Description of the task — Print exactly the lines below between the line holding "Target: red sprinkle" and the line holding "pixel 81 190", inclusive, and nothing more.

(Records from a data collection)
-------

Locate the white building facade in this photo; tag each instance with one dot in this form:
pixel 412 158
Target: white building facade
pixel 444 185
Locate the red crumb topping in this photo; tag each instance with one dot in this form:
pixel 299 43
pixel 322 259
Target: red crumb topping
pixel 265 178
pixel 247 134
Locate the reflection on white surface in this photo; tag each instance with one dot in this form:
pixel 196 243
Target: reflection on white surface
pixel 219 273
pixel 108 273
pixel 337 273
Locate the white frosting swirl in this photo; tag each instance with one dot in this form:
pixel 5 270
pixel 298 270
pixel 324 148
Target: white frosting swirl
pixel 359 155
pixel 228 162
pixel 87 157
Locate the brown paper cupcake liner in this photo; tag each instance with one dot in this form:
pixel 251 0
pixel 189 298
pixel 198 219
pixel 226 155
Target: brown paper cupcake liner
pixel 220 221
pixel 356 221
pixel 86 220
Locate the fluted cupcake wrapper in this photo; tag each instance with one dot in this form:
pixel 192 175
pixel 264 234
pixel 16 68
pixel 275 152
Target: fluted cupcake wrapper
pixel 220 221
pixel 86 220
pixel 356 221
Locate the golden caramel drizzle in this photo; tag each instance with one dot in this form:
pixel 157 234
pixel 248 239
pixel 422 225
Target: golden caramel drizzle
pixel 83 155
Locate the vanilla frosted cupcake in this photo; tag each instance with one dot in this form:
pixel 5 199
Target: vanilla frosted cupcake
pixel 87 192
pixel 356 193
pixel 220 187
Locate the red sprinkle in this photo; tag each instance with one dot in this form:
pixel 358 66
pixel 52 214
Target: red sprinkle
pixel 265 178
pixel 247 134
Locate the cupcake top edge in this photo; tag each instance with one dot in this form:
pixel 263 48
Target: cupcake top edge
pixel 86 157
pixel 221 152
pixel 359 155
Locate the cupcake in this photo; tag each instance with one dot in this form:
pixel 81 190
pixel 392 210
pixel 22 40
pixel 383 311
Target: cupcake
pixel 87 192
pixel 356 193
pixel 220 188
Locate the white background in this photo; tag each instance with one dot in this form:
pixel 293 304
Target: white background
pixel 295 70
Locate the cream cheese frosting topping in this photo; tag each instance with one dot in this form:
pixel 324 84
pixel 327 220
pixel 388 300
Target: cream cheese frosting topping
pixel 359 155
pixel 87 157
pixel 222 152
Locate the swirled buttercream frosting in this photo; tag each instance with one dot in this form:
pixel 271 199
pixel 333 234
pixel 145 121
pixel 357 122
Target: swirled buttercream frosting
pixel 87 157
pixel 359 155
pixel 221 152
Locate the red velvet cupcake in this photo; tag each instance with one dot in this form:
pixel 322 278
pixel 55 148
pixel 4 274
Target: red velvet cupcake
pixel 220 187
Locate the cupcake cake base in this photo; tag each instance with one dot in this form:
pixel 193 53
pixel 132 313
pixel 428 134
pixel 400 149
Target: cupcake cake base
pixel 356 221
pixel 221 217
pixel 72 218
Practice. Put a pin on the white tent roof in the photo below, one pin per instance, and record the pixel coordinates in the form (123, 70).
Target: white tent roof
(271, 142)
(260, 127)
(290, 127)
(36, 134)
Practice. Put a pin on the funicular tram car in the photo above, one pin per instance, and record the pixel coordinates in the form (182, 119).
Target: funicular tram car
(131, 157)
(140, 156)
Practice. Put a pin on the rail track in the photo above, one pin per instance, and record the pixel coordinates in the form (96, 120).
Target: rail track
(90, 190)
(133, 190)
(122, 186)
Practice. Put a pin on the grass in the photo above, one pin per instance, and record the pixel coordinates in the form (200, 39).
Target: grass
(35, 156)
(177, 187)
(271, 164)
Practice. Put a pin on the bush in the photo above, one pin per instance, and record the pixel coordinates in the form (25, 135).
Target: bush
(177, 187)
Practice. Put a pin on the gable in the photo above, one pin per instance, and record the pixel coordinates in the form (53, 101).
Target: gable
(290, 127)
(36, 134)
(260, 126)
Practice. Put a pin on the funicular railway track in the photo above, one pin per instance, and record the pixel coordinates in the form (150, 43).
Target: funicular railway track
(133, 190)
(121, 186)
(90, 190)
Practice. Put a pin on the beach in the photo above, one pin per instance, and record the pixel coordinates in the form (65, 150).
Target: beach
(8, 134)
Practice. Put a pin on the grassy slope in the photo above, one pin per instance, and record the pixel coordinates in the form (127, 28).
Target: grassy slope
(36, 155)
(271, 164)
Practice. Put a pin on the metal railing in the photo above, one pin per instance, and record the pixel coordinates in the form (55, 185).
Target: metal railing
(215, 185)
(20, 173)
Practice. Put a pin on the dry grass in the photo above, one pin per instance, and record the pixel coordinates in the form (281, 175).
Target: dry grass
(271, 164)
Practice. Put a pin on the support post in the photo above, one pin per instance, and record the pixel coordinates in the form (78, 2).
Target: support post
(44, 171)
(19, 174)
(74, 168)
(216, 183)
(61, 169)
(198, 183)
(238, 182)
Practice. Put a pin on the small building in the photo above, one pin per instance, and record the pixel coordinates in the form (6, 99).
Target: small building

-------

Answer below —
Target: red sprinkle
pixel 265 178
pixel 247 134
Locate the cupcake top edge in this photo; tag each instance with one dot in this form:
pixel 263 48
Target: cupcake top edge
pixel 86 157
pixel 221 152
pixel 359 155
Locate the cupcake in this photo; tag each instance with one dot in this form:
pixel 81 190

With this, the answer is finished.